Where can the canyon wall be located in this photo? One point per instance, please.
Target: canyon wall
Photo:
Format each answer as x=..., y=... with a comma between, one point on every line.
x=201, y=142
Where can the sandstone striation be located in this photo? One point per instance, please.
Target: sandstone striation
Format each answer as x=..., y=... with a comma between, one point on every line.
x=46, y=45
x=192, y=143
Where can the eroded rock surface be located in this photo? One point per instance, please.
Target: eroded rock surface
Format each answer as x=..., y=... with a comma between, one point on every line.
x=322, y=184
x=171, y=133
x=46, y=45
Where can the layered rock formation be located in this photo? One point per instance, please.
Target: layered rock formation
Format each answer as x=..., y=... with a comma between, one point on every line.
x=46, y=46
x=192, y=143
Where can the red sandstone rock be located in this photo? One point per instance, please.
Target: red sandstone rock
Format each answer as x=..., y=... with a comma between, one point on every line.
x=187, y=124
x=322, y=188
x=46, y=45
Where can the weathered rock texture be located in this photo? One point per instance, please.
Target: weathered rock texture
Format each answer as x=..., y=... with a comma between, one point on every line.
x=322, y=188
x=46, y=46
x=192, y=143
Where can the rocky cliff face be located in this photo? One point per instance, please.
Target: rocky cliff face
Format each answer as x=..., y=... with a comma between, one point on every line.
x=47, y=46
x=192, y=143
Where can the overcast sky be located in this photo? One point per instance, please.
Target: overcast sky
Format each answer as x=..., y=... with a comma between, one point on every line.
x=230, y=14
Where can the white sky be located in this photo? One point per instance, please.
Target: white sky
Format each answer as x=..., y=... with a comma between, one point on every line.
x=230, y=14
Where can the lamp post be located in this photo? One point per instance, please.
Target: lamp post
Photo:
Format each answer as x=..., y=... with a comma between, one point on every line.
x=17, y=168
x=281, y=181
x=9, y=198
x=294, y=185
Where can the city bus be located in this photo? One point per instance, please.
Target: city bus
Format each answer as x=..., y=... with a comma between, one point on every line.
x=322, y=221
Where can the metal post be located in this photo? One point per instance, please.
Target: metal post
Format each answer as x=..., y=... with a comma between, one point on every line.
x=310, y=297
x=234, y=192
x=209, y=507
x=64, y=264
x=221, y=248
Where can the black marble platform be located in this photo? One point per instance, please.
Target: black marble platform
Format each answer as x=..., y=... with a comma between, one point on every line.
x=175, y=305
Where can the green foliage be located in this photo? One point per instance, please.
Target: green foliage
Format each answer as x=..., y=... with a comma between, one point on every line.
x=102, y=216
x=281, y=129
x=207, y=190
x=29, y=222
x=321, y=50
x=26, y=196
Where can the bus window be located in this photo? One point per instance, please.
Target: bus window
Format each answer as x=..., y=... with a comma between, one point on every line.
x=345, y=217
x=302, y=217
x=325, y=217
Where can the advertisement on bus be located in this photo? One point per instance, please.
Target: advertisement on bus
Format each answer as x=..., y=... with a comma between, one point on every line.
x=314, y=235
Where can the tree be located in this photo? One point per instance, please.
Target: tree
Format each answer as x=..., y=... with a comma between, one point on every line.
━━━━━━━━━━
*Task statement*. For the word "sandstone", tally the lines of the entries in which it appears and give the total alone.

*Written response*. 4